___ Listed records ___

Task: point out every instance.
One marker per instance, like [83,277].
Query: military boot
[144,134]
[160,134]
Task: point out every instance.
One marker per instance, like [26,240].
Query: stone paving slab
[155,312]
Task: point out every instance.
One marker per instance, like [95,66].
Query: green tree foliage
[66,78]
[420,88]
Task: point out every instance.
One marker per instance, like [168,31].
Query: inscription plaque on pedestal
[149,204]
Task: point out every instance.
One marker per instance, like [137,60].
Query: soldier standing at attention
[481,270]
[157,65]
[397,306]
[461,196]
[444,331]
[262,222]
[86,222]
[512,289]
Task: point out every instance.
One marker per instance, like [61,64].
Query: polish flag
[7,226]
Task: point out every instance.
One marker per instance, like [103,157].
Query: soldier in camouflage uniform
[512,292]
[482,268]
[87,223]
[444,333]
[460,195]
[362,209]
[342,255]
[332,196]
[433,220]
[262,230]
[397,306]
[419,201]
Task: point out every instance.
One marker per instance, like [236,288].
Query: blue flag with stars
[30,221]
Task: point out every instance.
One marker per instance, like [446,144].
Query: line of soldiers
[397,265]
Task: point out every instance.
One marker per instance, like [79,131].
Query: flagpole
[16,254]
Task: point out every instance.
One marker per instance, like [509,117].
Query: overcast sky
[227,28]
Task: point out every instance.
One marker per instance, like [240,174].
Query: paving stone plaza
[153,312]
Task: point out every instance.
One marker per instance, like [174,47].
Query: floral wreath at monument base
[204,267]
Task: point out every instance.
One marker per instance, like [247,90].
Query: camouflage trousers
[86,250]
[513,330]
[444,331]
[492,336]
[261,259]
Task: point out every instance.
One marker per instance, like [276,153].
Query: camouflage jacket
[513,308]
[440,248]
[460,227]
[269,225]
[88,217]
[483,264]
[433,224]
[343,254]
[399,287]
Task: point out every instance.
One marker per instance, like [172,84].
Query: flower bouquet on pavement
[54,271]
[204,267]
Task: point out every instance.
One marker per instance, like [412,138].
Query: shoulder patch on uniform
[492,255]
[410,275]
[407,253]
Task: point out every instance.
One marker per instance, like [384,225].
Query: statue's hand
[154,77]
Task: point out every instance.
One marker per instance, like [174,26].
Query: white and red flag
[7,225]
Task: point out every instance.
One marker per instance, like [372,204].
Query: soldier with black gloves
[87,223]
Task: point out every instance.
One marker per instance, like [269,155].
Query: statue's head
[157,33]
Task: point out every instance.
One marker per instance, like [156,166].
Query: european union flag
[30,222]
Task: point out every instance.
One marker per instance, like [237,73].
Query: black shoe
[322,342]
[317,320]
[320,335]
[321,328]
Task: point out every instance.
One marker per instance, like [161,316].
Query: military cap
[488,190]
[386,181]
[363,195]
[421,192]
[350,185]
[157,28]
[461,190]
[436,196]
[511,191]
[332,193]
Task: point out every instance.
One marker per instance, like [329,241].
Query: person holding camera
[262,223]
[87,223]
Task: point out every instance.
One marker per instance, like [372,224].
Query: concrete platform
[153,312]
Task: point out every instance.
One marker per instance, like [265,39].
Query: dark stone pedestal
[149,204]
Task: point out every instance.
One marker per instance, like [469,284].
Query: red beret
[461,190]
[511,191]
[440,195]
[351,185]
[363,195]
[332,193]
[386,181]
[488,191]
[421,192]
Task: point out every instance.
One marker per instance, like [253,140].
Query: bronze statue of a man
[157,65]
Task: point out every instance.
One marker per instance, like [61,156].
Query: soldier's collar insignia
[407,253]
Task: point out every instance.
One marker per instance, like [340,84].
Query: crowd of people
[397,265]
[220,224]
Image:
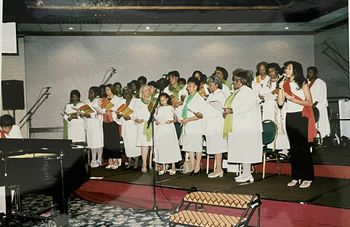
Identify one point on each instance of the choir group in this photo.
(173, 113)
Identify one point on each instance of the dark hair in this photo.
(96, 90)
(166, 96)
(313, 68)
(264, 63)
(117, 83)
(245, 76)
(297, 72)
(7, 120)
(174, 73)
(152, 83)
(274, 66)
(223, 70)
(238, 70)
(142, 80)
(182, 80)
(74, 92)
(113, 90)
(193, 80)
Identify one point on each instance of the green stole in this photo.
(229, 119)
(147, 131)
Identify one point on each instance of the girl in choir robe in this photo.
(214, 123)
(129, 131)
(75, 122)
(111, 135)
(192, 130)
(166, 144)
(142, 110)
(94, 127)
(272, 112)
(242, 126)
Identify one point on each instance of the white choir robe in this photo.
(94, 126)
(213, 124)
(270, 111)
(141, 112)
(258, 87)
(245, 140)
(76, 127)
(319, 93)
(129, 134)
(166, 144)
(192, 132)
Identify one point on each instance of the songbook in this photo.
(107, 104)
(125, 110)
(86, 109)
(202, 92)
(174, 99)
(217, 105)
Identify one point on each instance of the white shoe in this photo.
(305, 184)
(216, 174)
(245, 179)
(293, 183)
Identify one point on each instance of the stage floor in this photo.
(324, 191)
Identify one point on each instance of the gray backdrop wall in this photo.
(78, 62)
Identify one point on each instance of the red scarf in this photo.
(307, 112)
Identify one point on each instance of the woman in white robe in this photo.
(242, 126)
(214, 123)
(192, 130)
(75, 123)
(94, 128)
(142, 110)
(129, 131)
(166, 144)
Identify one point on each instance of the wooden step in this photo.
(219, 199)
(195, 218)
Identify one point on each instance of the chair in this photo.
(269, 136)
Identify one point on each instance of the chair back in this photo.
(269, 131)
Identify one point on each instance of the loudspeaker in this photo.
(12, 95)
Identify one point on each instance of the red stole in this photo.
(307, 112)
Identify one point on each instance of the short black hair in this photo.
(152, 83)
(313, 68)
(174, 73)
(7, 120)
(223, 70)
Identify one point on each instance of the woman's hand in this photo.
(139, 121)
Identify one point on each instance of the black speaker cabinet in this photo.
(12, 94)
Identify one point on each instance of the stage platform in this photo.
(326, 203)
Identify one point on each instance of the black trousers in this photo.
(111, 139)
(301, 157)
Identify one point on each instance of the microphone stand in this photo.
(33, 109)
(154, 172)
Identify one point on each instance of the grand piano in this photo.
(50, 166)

___

§ **What the task asks**
Return each line exactly as written. Any picture gets left out.

§ **Written solution**
Task: point out every instance.
One marker per instance, like [83,277].
Query: military boot
[144,134]
[160,134]
Task: point out every instance.
One marker per instance, like [26,240].
Query: stone paving slab
[155,312]
Task: point out every instance.
One marker per instance, like [95,66].
Query: green tree foliage
[66,78]
[420,88]
Task: point out every instance.
One marker per instance, like [168,31].
Query: inscription plaque on pedestal
[149,204]
Task: point out every instance.
One marker per instance, like [137,60].
Query: soldier standing at attention
[481,270]
[157,65]
[397,306]
[461,196]
[444,331]
[262,222]
[86,222]
[512,289]
Task: point out every instance.
One marker per instance, like [61,64].
Query: polish flag
[7,226]
Task: point out every instance.
One marker per instance, like [103,157].
Query: soldier in camouflage uniform
[512,292]
[482,268]
[87,223]
[444,333]
[460,195]
[362,209]
[342,255]
[332,196]
[433,220]
[262,230]
[397,306]
[419,201]
Task: point out every instance.
One marker per instance, like [236,288].
Query: blue flag with stars
[30,221]
Task: point out every instance.
One marker per instance, like [446,144].
Query: line of soldiers
[397,265]
Task: point out every instance.
One marker per instance, like [79,131].
Query: flagpole
[16,254]
Task: point out every instance.
One marker per instance, like [509,117].
Query: overcast sky
[227,28]
Task: point out every instance.
One marker per instance, like [240,174].
Query: paving stone plaza
[153,312]
Task: point out every instance.
One marker per instance, like [174,47].
Query: floral wreath at monument base
[204,267]
Task: point out every instance.
One marker per instance, like [247,90].
Query: camouflage trousers
[86,250]
[513,330]
[444,331]
[492,336]
[261,259]
Task: point out every instance.
One marker per instance, like [276,153].
Query: camouflage jacket
[513,308]
[440,248]
[460,227]
[269,225]
[88,217]
[483,264]
[433,224]
[343,254]
[399,287]
Task: point out every instance.
One marker per instance, like [172,84].
Query: flower bouquet on pavement
[54,271]
[204,267]
Task: point out every instance.
One marker per instance, like [412,138].
Query: shoulder patch on uniform
[492,255]
[410,275]
[407,253]
Task: point out every instance.
One marker per instance, like [384,225].
Query: statue's hand
[154,77]
Task: point out every instance.
One marker per instance, like [174,26].
Query: white and red flag
[7,225]
Task: point out every instance.
One marker per instance, like [372,204].
Query: soldier with black gloves
[87,223]
Task: point out every instance.
One marker per instance, like [269,155].
Query: statue's head
[157,33]
Task: point out every instance.
One marker per instance, like [156,166].
Query: european union flag
[30,222]
Task: point out every instance.
One marker per instance, like [237,73].
Query: black shoe
[322,342]
[317,320]
[320,335]
[321,328]
Task: point out every instance.
One marker per instance, like [161,316].
Query: military cap
[488,190]
[386,181]
[363,195]
[421,192]
[350,185]
[157,28]
[461,190]
[436,196]
[511,191]
[332,193]
Task: point out every instance.
One marker per instance, like [329,241].
Query: person holding camera
[262,223]
[87,223]
Task: point out every instance.
One marker per instance, like [372,224].
Query: concrete platform
[153,312]
Task: point out every instance.
One marker per instance, like [265,39].
Query: dark stone pedestal
[149,204]
Task: point out every instance.
One marker per instance, like [469,284].
Query: red beret
[461,190]
[511,191]
[440,195]
[351,185]
[363,195]
[332,193]
[386,181]
[488,191]
[421,192]
Task: point out every instance.
One marker per instance, like [253,140].
Query: bronze statue of a man
[157,65]
Task: point out every instance.
One marker per instance, like [61,156].
Query: soldier's collar insignia
[407,253]
Task: point out every instance.
One marker per instance, like [340,84].
Query: crowd of people
[397,265]
[220,224]
Image:
Identify one point on each instance of the choir group in this photo.
(173, 113)
Identify one point on each instance of the dark hair in this photo.
(96, 90)
(166, 96)
(313, 68)
(264, 63)
(117, 83)
(245, 76)
(297, 72)
(7, 120)
(174, 73)
(152, 83)
(274, 66)
(223, 70)
(238, 70)
(142, 80)
(182, 80)
(74, 92)
(113, 90)
(193, 80)
Identify one point on each instance of the green stole in this photo.
(229, 119)
(147, 131)
Identify one point on each instance of the girl in choir robe in this photo.
(214, 123)
(129, 131)
(75, 122)
(111, 135)
(192, 130)
(166, 144)
(142, 110)
(94, 127)
(272, 112)
(242, 126)
Identify one point on each instance of the white choir robe in this photo.
(94, 126)
(213, 124)
(270, 111)
(141, 112)
(258, 87)
(245, 140)
(76, 127)
(319, 93)
(129, 134)
(166, 144)
(192, 132)
Identify one point on each instance of the songbook in this photo.
(107, 104)
(125, 110)
(86, 109)
(202, 92)
(174, 99)
(217, 105)
Identify one point on each instance of the white shoe in this photo.
(305, 184)
(216, 174)
(245, 179)
(293, 183)
Identify one point on each instance of the stage floor in this photo.
(324, 191)
Identify one point on each instance of the gray backdrop wall in this photo.
(78, 62)
Identify one point on each instance of the red scarf in this photo.
(307, 112)
Identify one point on each instance of the woman in white robe in this photo.
(242, 126)
(214, 123)
(192, 130)
(75, 123)
(94, 128)
(142, 110)
(129, 131)
(166, 144)
Identify one point on each instance of the wooden step in this photo.
(219, 199)
(195, 218)
Identify one point on each instance of the chair in this photo.
(269, 136)
Identify one point on each instance of the chair back in this photo.
(269, 131)
Identify one point on each instance of the loudspeaker in this photo.
(12, 95)
Identify one point on each instance of the red stole in this photo.
(307, 112)
Identify one point on each instance of the short black hair in this photo.
(152, 83)
(313, 68)
(174, 73)
(7, 120)
(223, 70)
Identify one point on each instance of the woman's hand in this photo.
(139, 121)
Identify one point on each instance of the black speaker cabinet in this photo.
(12, 94)
Identify one point on each instance of the stage platform in this photo.
(326, 203)
Identify one point on each instance of the black trousers in this photo.
(111, 139)
(301, 157)
Identify one point on each instance of the microphone stand in this photo.
(33, 109)
(154, 172)
Identify one point on each instance of the grand piano in this photo.
(50, 166)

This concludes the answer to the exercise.